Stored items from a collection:
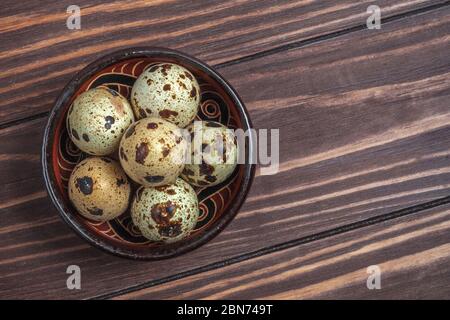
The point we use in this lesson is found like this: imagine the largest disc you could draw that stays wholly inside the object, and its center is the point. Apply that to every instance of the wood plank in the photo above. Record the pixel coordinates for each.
(39, 54)
(412, 253)
(374, 139)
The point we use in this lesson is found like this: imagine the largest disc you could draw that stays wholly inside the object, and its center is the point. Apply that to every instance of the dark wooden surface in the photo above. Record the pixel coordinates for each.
(364, 121)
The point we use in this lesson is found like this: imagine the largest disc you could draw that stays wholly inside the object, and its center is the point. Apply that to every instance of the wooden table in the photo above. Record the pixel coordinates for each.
(364, 120)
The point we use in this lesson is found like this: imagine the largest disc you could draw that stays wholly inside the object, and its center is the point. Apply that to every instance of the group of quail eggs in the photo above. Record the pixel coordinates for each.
(152, 138)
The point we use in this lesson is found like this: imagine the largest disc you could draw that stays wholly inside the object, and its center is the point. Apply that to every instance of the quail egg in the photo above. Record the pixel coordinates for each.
(166, 213)
(99, 189)
(168, 91)
(153, 151)
(213, 154)
(97, 120)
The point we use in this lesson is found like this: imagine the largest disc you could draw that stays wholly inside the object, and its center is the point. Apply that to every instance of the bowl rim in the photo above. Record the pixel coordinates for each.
(48, 139)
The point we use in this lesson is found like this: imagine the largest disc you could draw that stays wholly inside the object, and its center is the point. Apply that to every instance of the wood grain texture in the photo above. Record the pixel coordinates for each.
(364, 131)
(39, 54)
(413, 254)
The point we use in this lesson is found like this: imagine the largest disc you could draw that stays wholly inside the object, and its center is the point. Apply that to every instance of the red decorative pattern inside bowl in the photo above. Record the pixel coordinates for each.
(213, 201)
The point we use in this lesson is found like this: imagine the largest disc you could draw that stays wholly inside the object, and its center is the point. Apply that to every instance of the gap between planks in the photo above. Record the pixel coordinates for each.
(290, 46)
(282, 246)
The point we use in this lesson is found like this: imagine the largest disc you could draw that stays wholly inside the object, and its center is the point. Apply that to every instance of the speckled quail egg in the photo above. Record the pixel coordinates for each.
(99, 189)
(166, 213)
(97, 120)
(217, 154)
(153, 151)
(168, 91)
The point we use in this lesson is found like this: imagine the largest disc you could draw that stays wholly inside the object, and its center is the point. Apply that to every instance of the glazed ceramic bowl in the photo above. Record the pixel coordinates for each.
(218, 204)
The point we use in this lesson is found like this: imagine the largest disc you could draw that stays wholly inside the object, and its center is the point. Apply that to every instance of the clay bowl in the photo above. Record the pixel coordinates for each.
(218, 204)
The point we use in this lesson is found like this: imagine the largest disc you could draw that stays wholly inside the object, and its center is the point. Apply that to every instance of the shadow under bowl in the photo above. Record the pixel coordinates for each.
(218, 204)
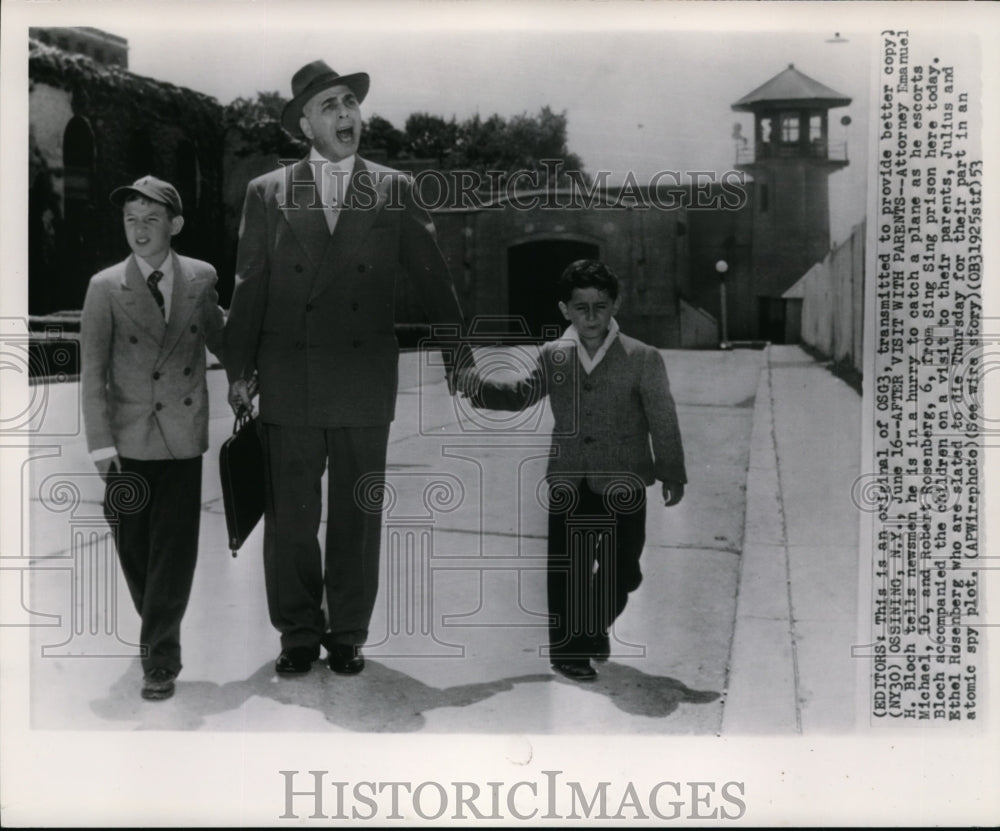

§ **TASK**:
All entries must be output unchanged, with every picture omitted.

§ **ANSWER SPACE**:
The point we use in this lesson is found like this: imagine the largest disc you could draw that stays wholly inside the object, and its center is the point. Apply that to every instance of the wood plank in the photo above. Record the pixel coordinates for each.
(39, 54)
(412, 253)
(374, 139)
The point we use in this lesson is found like this: imagine the largest disc you could draw that stays wholly inside the object, and its center is the point. Apply that to every instance of the dark wooden surface in the photo above. Record the pixel coordinates for each.
(364, 121)
The point we use in this lesson is found like this: imagine the largest disc you could draw that stays wholly inside the object, and its center is the point. Apply that to every instance of the wooden table in the photo above. Record the pixel coordinates for each.
(364, 120)
The point we use in this lesson is found like this: imagine the largest disc you could draw that stays wholly inside the object, and its center is the point. Apply that to every instance of the group of quail eggs in the photo above. Record the pixel coordinates for each.
(152, 138)
The point we use in this lesson is found like this: imagine the largest disc you could draw that stays wholly inside the object, and its center is the point. Apply that to every instance of the quail egg in the photo above. Record the pixel coordinates for each.
(166, 213)
(99, 189)
(168, 91)
(153, 151)
(213, 154)
(97, 120)
The point we use in this lesson is found like this: imagine the largest disc you could draw that stays wholly inside the object, and its center is the point. Apply that to every instance of the bowl rim in the photo above. Record the pixel coordinates for each.
(48, 139)
The point we use in this lesson is found like this: imagine the largest disc you could draw that stays wholly inside the object, and its center is the point. Apply that to every instance of the wood grain texture in the photo above. Record the pixel coordinates for each.
(364, 131)
(39, 54)
(413, 254)
The point we use in this lesson is found like this: imagine the largest disc you could draw that stays wholly inside the object, and its center is the point. Apply that to every instance of the red decorative pattern inside bowl in the photo above. Record the pixel coordinates for each.
(213, 201)
The point we use in this lesson is found like this: imagine the largest disc you could draw that stays wholly inside the object, and its center is the point. Apply that to every instance of the gap between planks in the photo above. Record the pixel coordinates for each.
(290, 46)
(282, 246)
The point we use in this lesson is found like this: imagine the largest disc you could draw that stays wholly inside the object, and its center is the point. Apply that to every instance of the speckled quail egg in the photo above. Record the pixel coordinates for each.
(99, 189)
(166, 213)
(97, 120)
(217, 154)
(153, 151)
(168, 91)
The point we use in this lesson is found like this: imagine the largest disc you could draw that stays wholly inside the object, and its center is the point. Apply that to every instance of the glazed ceramic bowl in the photo above. Record the pixel coordinates for each.
(218, 204)
The point we use in this lesson is found like this: imagine the largest disc you could draw that stays wholly inside the object, and its center is the point. Apply that to every instance of the clay bowl in the photo above. Record the pixel coordinates for each.
(218, 204)
The point we use in this lesson is found like this: imagine the largest disc you could draw that stays wholly inside the object, and its center is the point. Apply that to every instance of the shadow under bowl in the photo above. Record the pixel coordinates for each.
(218, 204)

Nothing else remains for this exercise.